[Entri dataset penunjukan]
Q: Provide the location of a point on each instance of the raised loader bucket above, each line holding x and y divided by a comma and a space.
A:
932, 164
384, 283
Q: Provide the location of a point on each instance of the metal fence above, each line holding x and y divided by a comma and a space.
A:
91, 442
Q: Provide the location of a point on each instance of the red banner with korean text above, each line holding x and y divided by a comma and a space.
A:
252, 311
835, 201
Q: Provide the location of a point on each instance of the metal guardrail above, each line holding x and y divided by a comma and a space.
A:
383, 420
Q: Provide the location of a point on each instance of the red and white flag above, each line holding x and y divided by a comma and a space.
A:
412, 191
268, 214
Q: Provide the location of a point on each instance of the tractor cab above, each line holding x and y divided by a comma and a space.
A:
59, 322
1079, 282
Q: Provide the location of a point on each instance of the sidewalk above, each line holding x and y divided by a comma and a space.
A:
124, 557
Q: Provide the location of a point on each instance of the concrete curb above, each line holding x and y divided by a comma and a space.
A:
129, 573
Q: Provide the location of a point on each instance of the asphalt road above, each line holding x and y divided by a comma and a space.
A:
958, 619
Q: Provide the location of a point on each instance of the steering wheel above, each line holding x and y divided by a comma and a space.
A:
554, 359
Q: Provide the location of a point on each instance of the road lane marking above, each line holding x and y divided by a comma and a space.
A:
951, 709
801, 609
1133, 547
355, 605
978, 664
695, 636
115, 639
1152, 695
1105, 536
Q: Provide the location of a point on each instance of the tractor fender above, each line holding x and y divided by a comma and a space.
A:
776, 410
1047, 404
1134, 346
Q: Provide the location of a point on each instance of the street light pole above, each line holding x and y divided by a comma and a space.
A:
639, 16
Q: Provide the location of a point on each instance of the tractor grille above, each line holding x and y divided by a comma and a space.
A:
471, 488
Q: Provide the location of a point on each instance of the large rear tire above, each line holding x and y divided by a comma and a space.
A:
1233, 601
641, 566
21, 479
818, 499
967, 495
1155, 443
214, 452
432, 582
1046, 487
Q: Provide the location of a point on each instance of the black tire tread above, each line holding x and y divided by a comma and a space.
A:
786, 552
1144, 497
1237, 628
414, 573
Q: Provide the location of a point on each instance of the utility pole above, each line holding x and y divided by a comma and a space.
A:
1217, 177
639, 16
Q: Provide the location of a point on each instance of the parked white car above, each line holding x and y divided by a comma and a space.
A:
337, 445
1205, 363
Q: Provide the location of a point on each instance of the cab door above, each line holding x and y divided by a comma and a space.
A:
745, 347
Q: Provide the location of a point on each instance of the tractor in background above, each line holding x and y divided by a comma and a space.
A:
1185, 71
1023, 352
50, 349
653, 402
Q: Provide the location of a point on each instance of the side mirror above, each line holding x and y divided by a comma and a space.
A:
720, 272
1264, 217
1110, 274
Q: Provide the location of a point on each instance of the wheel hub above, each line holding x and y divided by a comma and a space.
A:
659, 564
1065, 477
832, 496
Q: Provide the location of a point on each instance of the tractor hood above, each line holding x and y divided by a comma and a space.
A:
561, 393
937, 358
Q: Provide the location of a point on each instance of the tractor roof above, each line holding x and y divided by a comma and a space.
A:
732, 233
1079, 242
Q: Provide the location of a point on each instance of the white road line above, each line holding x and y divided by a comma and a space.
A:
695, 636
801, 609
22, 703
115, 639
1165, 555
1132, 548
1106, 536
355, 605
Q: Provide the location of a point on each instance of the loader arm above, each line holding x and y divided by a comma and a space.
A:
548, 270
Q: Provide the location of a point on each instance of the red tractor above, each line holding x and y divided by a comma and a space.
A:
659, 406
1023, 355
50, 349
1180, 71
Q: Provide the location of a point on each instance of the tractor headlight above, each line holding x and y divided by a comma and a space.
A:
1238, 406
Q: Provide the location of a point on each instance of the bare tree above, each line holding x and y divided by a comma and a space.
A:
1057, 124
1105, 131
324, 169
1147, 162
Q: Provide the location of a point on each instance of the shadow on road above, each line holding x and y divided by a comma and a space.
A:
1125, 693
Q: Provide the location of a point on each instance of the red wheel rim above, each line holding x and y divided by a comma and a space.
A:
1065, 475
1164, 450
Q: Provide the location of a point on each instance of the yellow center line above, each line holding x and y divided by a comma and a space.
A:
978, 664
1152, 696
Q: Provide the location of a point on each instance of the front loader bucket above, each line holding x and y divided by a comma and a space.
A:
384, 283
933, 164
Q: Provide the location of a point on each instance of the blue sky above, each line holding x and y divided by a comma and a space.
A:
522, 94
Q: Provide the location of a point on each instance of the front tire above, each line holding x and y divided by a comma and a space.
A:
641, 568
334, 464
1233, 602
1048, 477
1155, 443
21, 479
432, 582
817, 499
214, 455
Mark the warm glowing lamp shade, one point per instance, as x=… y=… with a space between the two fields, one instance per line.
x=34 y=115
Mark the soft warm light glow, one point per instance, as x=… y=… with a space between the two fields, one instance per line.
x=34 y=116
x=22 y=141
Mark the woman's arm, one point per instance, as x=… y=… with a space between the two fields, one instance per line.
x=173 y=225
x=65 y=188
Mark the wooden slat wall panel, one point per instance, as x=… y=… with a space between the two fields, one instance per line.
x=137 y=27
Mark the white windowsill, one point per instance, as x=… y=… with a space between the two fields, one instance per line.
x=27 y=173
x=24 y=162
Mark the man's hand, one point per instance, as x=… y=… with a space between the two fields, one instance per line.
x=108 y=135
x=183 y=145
* * *
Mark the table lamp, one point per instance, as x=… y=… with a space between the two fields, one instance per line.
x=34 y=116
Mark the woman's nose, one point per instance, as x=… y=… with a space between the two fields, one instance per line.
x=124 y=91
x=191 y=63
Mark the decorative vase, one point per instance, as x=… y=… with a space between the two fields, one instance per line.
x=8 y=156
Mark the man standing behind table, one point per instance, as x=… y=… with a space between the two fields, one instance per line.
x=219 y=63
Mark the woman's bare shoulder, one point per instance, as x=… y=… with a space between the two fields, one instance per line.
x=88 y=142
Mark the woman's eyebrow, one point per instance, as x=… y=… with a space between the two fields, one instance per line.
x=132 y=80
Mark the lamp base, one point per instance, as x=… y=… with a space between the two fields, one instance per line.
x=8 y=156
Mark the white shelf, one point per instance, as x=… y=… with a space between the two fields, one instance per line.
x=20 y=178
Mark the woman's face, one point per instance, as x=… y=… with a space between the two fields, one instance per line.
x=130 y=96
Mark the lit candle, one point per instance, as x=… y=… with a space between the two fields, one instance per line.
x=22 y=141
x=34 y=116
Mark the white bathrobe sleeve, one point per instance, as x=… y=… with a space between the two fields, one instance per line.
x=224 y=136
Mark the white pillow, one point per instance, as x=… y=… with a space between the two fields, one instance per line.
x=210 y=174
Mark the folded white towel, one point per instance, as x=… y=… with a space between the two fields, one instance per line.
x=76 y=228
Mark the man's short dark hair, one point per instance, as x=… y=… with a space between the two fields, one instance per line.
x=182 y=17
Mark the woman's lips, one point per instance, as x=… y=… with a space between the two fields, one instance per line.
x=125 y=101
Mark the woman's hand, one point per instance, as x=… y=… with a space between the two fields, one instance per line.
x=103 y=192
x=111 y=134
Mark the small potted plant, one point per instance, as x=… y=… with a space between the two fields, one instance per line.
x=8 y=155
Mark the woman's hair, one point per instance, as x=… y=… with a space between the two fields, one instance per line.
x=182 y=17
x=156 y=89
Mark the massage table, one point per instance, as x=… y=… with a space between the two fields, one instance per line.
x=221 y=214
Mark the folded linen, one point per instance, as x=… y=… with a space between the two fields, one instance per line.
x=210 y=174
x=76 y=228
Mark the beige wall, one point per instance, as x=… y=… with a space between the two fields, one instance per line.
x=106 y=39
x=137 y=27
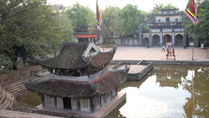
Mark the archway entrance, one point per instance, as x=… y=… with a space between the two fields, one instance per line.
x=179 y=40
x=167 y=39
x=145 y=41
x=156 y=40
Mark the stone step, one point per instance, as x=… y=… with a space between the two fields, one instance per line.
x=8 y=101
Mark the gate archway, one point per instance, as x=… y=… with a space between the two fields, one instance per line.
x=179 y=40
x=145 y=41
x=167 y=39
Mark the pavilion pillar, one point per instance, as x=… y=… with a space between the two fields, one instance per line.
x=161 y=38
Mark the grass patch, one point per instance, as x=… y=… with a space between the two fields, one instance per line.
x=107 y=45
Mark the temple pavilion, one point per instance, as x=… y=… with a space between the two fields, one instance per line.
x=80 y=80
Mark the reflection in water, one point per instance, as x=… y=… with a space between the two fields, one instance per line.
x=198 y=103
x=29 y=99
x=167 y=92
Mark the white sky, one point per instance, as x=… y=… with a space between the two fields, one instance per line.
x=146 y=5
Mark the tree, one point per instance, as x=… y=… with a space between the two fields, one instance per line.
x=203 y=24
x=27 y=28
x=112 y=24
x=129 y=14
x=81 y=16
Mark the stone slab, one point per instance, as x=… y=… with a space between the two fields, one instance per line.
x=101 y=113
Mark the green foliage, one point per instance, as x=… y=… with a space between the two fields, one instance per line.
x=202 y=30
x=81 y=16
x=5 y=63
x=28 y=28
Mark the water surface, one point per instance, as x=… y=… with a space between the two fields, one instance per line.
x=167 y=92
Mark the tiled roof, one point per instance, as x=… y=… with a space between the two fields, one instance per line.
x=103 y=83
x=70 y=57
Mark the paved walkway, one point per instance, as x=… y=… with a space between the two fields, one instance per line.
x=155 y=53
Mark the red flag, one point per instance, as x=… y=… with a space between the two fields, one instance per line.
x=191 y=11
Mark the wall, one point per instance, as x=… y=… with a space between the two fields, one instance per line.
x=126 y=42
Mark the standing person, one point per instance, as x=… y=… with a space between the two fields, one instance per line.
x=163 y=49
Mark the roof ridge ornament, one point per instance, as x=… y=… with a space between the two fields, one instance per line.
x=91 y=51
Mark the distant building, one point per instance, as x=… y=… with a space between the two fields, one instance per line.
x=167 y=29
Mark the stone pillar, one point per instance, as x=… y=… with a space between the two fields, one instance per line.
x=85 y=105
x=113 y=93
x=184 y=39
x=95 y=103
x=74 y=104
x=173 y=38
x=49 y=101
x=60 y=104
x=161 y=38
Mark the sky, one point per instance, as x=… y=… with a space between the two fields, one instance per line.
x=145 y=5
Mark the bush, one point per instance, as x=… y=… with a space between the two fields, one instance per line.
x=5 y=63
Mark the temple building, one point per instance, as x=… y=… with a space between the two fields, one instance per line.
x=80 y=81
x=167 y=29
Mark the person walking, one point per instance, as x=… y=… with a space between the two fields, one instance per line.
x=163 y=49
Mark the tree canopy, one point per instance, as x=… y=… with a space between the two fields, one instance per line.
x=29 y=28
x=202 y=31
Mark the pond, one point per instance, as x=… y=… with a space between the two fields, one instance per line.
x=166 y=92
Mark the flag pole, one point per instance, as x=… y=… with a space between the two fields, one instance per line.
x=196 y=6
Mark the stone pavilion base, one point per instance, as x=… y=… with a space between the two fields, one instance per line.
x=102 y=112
* * *
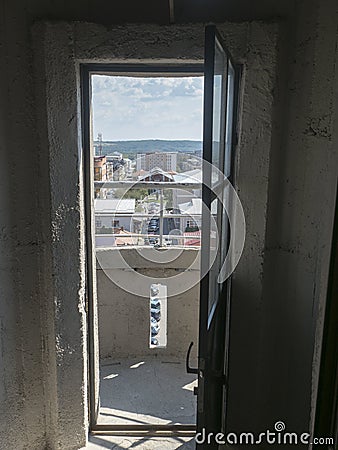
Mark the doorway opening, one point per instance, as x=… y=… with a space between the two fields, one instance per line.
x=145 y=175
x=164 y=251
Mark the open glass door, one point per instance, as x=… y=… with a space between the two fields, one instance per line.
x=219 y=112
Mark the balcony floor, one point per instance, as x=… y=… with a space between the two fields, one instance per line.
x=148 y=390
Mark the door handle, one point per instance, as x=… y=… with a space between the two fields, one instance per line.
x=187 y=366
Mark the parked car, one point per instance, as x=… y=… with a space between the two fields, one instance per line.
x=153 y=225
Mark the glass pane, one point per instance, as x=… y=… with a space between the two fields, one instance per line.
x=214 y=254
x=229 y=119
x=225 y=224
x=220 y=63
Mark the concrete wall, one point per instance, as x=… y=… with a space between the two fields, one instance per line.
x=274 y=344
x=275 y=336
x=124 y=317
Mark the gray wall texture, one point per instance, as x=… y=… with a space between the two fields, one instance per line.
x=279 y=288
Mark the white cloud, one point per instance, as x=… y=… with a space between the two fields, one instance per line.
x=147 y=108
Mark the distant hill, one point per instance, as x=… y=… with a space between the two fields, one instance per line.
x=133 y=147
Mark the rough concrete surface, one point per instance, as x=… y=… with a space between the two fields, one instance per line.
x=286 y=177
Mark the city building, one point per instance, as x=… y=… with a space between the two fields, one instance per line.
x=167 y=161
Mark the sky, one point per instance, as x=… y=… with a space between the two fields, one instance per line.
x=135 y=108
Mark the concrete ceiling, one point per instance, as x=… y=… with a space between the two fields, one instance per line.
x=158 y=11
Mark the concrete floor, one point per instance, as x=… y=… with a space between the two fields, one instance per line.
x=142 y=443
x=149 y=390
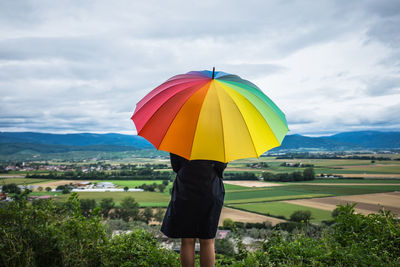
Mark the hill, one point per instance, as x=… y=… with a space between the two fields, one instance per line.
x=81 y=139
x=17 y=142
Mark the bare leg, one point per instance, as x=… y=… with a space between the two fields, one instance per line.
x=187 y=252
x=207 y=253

SOAL DIKERJAKAN: Tulis ulang baris-baris mulai dari baris yang memuat "Mark the white cloud, one" hingga baris yang memuat "x=207 y=253", kedua ujungnya ikut, beserta permintaannya. Geser setiap angka koordinat pada jawaban dengan menambahkan 58, dan jangan sertakan gambar dalam jawaban.

JAWABAN SOAL:
Mark the white cloud, one point per instance, as x=… y=… with a space between the two fields, one instance per line.
x=205 y=166
Mark the distant hill, one point per instance, as x=… y=… with a space between the two fields, one instance per line.
x=191 y=205
Mark the rough concrete surface, one point per instance, as x=… y=… with a space between the two fields, one instance per line.
x=344 y=235
Mark the city building, one point per instance, as x=… y=… with a space between the two fields, one instance per line.
x=225 y=219
Mark the sky, one point per instance, as x=… y=… with a space between the two fields, one instance per line.
x=193 y=166
Mark the concrete ceiling, one point per instance, as x=… y=… with a space between the two fields, one instance per line.
x=216 y=69
Mark the concrete floor, one point per instance, as x=… y=… with a space between the two fields, one instance per line.
x=200 y=501
x=207 y=448
Mark the hill, one point per instance, as x=… y=… with a space between the two fields, one instance per line.
x=139 y=197
x=75 y=200
Mark the bare leg, one point per instance, as x=… y=… with a space between the two fields, one instance per line.
x=245 y=310
x=265 y=311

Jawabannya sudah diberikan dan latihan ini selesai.